> **TO DO**
1: In the passage about the police shooting of Eyad al-Halaq, what reason did the junior officer reportedly give for suspecting al-Halaq was a terrorist?
2: Write the next part of the passage about the police shooting of Eyad al-Halaq in East Jerusalem's Old City, starting after its final sentence.

> **PASSAGE**
◇ ◇ ◇ ◇ ◇ ◇ ◇

Palestinians are reeling after Israeli police shot dead an unarmed autistic Palestinian man inside the occupied East Jerusalem’s Old City, where Israeli authorities have a history of using racial profiling and excessive force against Palestinians, specifically young men. 

Eyad al-Halaq, 32, was on his way to a school for children and adults with disabilities where he was a student on May 30 when Israeli police ordered him to stop for a search when they spotted a “suspicious object that looked like a pistol.” 

Al-Halaq, who according to statements from his family has the “mental age of a six-year-old child,” was reportedly spooked by the police and began rushing away from them. 

The police officers then began chasing after al-Halaq before firing several rounds at him, ultimately killing him. 

Israeli police issued a statement saying that after they “neutralized” the “suspect,” they conducted a body search and found no weapon in his possession. 

Haaretz reported that while one officer fired warning shots in the air, the second more junior officer shot al-Halaq while he was trying to hide behind a dumpster. 

The junior officer reportedly “suspected [al-Halaq] was a terrorist because he was wearing gloves” — an extremely common occurrence here given the coronavirus pandemic. 

On top of the fact that al-Halaq was unarmed and was autistic, the arbitrary and conflicting reasoning given by the officers as to why they pursued and shot him has sparked widespread outrage among Palestinians inside Israel and the occupied territories.

Eyad al-Halaq (Photo: social media)
Eyad al-Halaq (Photo: social media)

“Israel has been on a killing spree,” Palestinian leader and legislator Hanan Ashrawi said in a statement, referring to the case of al-Halaq, and the killing of 37-year-old Fadi Aqed 24 hours earlier. 

Aqed was gunned down by Israeli soldiers at a bus stop outside Ramallah after the soldiers claimed he tried to ram them with his car. No soldiers were injured in the incident, while Aqed’s family said that he was on his way to pick up his wife when his car skidded off the road. 

“The latest execution-style killing brings, to at least 21, the number of Palestinians killed by Israeli occupation forces in such senseless acts of violence since January,” Ashrawi said. She added that “murders, land appropriation, home demolitions, and other acts of structural violence are on the rise.”

◇ ◇ ◇ ◇ ◇ ◇ ◇

[Collected data]
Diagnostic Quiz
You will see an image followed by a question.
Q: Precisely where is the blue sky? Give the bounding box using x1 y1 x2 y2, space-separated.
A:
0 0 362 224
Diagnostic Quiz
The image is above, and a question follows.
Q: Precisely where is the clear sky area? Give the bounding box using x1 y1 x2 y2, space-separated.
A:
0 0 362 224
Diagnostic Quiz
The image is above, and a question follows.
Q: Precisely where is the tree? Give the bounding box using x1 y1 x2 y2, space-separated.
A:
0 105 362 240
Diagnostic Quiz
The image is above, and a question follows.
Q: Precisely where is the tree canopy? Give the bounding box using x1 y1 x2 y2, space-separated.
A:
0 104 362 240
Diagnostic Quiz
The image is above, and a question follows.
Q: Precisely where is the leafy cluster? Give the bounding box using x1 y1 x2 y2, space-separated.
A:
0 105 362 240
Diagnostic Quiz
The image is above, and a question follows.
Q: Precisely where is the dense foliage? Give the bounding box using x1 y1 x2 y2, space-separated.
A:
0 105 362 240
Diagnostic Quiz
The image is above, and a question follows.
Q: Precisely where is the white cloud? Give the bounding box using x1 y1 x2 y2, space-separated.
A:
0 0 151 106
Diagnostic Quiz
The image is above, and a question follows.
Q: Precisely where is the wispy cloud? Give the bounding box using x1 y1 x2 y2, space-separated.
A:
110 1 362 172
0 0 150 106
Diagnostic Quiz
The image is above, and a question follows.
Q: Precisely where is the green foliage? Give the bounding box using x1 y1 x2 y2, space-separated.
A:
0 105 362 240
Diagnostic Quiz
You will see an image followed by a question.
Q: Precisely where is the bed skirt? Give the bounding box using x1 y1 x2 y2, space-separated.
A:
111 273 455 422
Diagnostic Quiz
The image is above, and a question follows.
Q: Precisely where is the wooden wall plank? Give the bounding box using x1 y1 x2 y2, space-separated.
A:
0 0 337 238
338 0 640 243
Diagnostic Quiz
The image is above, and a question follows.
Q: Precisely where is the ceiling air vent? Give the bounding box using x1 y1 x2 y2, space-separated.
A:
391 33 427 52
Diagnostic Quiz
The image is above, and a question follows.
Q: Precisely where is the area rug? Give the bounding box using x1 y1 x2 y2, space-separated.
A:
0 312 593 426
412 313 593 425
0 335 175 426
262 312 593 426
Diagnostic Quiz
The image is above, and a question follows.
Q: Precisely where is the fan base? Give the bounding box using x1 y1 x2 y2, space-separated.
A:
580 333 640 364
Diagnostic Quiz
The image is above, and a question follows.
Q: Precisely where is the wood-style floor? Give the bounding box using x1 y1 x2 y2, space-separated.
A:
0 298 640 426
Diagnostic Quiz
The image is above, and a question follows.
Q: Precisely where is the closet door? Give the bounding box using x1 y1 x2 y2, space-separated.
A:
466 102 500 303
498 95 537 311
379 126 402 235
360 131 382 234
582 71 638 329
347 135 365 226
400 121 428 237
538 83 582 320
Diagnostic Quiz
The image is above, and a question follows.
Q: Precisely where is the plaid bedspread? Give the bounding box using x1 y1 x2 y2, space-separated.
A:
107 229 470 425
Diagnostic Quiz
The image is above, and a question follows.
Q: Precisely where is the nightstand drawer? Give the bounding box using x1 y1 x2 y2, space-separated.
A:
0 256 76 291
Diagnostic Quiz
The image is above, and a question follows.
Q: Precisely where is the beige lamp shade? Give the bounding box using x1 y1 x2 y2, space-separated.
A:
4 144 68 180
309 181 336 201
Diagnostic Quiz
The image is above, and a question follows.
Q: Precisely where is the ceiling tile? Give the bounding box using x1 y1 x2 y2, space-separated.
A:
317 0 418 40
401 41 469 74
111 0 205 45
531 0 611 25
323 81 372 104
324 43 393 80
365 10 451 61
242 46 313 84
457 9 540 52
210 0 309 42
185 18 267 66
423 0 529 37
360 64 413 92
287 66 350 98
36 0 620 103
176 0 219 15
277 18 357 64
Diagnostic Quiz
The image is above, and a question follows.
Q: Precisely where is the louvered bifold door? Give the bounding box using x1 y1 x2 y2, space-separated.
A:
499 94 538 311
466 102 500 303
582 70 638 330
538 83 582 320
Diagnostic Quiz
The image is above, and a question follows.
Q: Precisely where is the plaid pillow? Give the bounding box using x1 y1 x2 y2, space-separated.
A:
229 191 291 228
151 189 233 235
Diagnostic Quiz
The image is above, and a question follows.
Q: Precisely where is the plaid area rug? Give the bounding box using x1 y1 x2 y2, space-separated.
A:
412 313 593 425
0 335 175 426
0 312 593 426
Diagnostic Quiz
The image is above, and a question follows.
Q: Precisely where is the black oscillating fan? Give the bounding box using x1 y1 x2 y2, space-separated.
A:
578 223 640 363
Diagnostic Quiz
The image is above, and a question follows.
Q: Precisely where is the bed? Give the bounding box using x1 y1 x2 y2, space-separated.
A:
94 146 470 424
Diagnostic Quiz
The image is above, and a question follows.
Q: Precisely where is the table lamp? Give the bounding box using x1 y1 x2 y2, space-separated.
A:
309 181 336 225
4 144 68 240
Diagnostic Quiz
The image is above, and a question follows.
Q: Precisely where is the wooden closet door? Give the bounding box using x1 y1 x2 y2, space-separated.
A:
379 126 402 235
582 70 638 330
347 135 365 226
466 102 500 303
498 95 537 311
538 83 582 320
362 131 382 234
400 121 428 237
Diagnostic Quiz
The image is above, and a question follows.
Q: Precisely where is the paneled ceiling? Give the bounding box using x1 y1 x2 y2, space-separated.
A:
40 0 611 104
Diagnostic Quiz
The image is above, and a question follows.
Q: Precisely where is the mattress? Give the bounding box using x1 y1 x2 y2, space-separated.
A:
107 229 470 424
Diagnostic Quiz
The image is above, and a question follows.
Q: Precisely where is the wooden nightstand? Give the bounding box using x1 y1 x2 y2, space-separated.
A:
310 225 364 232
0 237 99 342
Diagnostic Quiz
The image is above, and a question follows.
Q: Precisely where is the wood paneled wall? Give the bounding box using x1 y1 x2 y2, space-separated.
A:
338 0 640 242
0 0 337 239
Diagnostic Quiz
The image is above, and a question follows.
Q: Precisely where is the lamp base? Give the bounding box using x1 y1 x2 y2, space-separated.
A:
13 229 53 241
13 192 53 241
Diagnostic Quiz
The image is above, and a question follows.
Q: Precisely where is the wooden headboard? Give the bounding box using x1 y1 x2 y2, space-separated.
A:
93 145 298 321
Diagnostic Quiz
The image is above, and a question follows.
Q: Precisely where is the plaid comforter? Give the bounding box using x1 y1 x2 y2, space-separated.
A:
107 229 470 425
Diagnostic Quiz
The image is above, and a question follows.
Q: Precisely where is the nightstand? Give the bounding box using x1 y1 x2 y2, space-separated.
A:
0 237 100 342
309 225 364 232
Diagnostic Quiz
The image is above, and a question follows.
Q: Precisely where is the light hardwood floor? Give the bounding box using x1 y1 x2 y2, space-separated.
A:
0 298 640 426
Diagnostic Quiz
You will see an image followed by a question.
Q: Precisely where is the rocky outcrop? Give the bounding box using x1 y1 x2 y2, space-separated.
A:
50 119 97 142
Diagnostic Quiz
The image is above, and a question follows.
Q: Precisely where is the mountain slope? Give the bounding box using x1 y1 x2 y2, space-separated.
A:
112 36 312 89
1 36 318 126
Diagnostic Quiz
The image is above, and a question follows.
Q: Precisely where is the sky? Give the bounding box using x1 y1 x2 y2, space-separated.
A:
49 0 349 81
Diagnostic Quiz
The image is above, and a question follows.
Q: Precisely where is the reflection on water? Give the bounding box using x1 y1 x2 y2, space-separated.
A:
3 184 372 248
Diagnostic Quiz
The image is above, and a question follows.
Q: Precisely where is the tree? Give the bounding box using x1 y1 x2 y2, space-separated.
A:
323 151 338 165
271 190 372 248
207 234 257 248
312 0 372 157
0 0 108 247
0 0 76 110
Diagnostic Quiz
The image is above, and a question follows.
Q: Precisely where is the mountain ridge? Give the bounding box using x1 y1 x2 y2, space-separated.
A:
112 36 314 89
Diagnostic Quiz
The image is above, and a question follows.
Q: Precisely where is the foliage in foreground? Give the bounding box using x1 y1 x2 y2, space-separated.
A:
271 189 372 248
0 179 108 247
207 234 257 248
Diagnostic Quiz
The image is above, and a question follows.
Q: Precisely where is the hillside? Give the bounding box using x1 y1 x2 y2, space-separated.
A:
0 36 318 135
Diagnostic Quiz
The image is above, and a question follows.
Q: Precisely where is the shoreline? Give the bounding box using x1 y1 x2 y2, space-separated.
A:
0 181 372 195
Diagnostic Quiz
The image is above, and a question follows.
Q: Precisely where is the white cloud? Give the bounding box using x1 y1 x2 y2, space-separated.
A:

◇ ◇ ◇ ◇ ◇ ◇ ◇

> **WRITTEN ANSWERS**
1: The officer suspected he was a terrorist because he was wearing gloves.

2:
Leader of the Arab Joint List Ayman Odeh took to Twitter to condemn al-Halaq’s murder, saying “remember that they [police] pulled the trigger but the occupation loaded the weapon.”

Odeh called on the officers responsible to be put in jail, but expressed fears of a cover up. 

“Justice will only be done when the Al-Halak family, their friends and the rest of the Palestinian people know freedom and independence,” he said. 

Black Lives Matter, Palestinian Lives Matter

Al-Halaq’s killing has been slammed as an “extrajudicial killing,” and has resurfaced pain within the Palestinian community, who say they have long been targeted and gunned down by Israeli police and military for nothing more than being Palestinian. 

Over the years, countless stories have surfaced of Palestinians getting killed for mundane and arbitrary actions that likely would not have resulted in violent responses were they not Palestinian.

Palestinians have been shot during traffic accidents by soldiers who claimed they were defending themselves from a terrorist attack. Others have been shot for simply walking near a checkpoint, while some, like al-Halaq, are killed simply for “looking suspicious.”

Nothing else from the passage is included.